Nightwatching Page #7
who you must know lost his case.
- Ah! So who's making
a challenge now?
Huh-huh.
Well, you know,
Andries warned me
all about you, you know,
putting special meanings
in your paintings.
I mean, what he was asking for
was honesty.
You interpreted the honesty
for drunkenness.
Is that right? Hmm?
Rembrandt?
And since
he's my brother-in-law,
and very, very wealthy...
...I understand several of us
paid you already?
Isn't that right?
- The red sash, I think,
and the black suit.
Let's see? Good.
Um... and I think
we'll have a gesture,
a gesture like a Roman officer.
Not Greek.
Mm-hmm. There. There.
And the...
That's it.
Flat-soled shoes,
this, I think.
Oh, and "The Man in Black."
Ha-ha.
And you've...
you've picked up the glove,
so to speak,
for your brother-in-law?
- Yeah. Yeah, I think so.
I think so...
- Hmm.
- Yes.
Well, as long as you make
Willem look very grand, eh?
He'll be pleased.
As of course shall I.

• • •

=== Set exercise 1 ===
In the Nightwatching dialogue, who warned the speaker about Rembrandt putting special meanings in his paintings?
=== Set exercise 2 ===
Please resume the Nightwatching dialogue after its final line, "As of course shall I."
The entries below the Nightwatching dialogue come from a separate source.

• • •

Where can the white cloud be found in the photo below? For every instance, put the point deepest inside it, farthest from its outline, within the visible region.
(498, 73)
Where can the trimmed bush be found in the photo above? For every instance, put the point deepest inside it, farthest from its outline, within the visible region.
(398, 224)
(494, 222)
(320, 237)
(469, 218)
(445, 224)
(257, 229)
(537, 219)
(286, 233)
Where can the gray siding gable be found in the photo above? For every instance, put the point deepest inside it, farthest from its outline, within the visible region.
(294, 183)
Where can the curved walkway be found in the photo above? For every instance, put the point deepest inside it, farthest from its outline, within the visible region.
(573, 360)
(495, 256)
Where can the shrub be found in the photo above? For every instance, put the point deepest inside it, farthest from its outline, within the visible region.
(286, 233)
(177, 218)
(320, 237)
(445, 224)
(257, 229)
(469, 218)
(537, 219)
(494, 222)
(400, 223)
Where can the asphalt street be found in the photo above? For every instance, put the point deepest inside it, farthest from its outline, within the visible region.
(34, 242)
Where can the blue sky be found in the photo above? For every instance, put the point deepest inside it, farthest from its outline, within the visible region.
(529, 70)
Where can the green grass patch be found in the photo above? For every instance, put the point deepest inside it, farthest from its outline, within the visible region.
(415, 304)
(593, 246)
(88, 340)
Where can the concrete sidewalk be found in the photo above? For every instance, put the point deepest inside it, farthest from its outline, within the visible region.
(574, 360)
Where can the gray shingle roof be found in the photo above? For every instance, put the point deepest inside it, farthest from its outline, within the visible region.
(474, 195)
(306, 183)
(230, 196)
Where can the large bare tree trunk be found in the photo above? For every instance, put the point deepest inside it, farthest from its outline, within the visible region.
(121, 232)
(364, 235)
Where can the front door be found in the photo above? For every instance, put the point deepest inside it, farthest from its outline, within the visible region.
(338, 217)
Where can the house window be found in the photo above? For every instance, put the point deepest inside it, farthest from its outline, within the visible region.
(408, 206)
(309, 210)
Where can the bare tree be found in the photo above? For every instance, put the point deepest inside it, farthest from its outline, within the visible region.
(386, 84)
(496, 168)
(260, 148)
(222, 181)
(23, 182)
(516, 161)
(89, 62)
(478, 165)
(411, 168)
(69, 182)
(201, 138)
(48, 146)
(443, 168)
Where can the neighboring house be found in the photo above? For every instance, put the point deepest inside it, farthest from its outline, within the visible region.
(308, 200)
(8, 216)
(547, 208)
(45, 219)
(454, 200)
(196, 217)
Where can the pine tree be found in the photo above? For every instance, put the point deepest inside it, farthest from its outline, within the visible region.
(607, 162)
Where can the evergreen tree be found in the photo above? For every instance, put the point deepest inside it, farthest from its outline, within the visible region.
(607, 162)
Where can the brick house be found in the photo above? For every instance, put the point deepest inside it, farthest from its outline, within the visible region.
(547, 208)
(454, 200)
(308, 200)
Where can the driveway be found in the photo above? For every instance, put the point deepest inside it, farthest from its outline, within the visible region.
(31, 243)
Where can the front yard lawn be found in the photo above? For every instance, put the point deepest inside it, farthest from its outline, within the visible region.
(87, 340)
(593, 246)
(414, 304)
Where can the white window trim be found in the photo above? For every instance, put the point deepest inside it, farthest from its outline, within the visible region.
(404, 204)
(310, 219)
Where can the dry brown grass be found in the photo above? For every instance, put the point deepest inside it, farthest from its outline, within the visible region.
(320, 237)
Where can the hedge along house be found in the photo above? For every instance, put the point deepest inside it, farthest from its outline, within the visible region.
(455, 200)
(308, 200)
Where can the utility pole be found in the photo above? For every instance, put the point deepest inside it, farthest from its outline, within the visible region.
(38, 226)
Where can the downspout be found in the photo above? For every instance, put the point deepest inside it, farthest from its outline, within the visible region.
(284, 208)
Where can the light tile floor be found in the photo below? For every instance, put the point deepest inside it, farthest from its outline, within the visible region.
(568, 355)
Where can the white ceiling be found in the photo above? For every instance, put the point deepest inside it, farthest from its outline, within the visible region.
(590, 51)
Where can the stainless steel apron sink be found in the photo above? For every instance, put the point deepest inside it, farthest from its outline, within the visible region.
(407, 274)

• • •

=== Result 1 ===
Andries.

=== Result 2 ===
We shall, I'm sure, Willem and I,
look very splendid together.
Very splendid.
- Look what we found for you.
She's a present.
A beauty. An exotic.
Her name is Ispidie,
from the Gold Coast,
and she hasn't caught pneumonia
or influenza yet,
but I'm certain
she surely will, eventually,
and then she'll die.
They just don't survive
very long.
- You can take her
and then draw her,
or whatever you do.
- What do you do?
- You're so wealthy now.
You could probably buy
her entire tribe.
Though if she's only got
six months to live,
it might not be a good idea.
- I'm sure painting alone
never made you so filthy rich.
- Tell us what you really do
to make all this cash.
- Are you a sort of pimp,
Rembrandt?
- I have known some pimps
here and there,
some of them
were quite well off,
but, uh, I would never say
they were rich.
Really rich.
See, the problem with pimps
is that they don't live
so long either.
They die of the pox
or the knife of a jealous lover,
or with their eyes scratched out.
- Are you a ship speculator?
For I am told
you are lousy with money.
- When people owe me money,
I'm ruthless.
I just can't stand debtors.
If you can't play the game
like the rest of us, then out.
- I understand
the money side of things
is more in your wife's line.
- We gave her 50 each.
I suppose that's half of it now.
Or has it gone up again?
I need a good position
in that painting.
No Holland corners,
and if I don't look like
I would like to look like...
then 50 is all you're getting.
(chuckling)
- I hear that Wormsmark...
- It's Wormsdyke.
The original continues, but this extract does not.